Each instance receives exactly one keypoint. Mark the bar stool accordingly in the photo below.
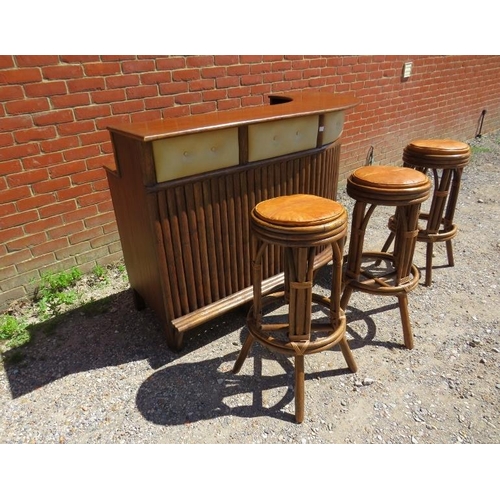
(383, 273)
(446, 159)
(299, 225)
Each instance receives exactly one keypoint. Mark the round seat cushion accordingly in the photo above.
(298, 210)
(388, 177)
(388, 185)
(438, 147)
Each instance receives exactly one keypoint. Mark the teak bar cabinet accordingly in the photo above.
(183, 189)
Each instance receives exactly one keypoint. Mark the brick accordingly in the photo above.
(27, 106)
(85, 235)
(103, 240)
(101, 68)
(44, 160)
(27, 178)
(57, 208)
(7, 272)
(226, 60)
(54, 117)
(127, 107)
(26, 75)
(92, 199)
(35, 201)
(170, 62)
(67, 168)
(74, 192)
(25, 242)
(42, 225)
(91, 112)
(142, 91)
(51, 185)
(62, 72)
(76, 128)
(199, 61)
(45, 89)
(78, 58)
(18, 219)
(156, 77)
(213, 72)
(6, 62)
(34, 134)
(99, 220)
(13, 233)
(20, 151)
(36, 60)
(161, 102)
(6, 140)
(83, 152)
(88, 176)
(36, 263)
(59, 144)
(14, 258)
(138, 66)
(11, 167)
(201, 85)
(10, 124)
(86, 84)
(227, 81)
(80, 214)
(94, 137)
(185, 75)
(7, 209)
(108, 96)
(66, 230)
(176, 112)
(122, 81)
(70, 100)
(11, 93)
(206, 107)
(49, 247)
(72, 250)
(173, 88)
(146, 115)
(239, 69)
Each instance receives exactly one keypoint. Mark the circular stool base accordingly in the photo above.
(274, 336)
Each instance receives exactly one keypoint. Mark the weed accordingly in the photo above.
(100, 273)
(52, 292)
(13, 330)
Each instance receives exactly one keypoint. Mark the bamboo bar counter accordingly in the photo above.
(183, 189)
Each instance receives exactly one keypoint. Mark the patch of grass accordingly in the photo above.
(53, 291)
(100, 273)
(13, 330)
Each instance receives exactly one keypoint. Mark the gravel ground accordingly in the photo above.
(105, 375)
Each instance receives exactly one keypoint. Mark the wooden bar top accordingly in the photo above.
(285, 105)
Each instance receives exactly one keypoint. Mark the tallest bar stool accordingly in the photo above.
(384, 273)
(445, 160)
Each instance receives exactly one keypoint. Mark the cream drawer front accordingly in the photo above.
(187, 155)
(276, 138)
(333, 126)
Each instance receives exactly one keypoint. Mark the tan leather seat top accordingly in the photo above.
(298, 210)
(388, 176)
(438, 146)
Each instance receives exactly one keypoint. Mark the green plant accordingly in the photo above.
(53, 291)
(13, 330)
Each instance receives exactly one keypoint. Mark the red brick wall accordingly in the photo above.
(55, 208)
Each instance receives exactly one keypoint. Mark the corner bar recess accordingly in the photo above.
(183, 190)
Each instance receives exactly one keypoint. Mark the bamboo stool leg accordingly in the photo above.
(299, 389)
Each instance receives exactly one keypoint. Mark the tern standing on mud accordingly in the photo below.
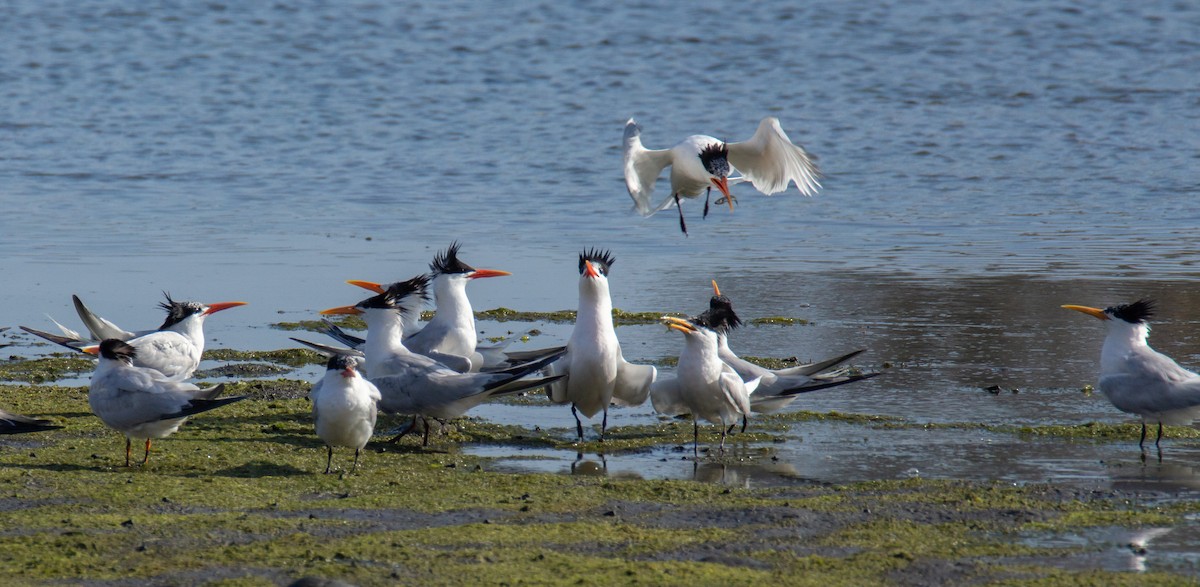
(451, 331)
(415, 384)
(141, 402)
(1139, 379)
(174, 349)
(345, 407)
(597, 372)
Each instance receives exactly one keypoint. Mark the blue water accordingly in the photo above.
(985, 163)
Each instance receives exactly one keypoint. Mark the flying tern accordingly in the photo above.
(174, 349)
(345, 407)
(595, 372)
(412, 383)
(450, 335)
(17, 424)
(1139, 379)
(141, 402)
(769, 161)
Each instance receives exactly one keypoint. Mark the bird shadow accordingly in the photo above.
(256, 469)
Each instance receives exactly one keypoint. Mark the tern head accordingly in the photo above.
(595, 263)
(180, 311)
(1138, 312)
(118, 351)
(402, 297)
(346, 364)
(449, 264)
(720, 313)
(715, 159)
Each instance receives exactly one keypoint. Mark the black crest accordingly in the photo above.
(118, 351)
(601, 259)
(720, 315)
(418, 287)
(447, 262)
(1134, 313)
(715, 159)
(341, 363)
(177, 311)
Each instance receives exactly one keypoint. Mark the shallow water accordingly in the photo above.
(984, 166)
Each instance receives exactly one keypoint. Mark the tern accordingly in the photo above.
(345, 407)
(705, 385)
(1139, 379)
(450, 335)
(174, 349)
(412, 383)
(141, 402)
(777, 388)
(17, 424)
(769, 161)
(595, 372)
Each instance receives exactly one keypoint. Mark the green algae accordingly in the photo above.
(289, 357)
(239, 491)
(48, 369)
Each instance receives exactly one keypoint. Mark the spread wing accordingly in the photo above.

----

● **Short exercise**: Carry over the items from the line containing "Each instance receives exactly one keypoint. Mark the shallow" through the end of the items, requests included, subtracting 14 from every coordinate in the answers.

● **Exercise solution**:
Each instance receives exactly one keypoint. Mark the shallow water accordingly in the photo above.
(970, 152)
Each instance receives exactly one keypoint. Mark the tern accordingly in the photo above.
(331, 393)
(691, 371)
(1125, 365)
(436, 321)
(160, 335)
(398, 369)
(127, 388)
(763, 374)
(3, 410)
(755, 147)
(581, 358)
Each instance receives exactly one keypoint. Mark the green algae accordingly in the photo above.
(275, 343)
(225, 477)
(34, 355)
Each instance receives exactly one keypoint. Mark the spread wing accordingly in the photo above.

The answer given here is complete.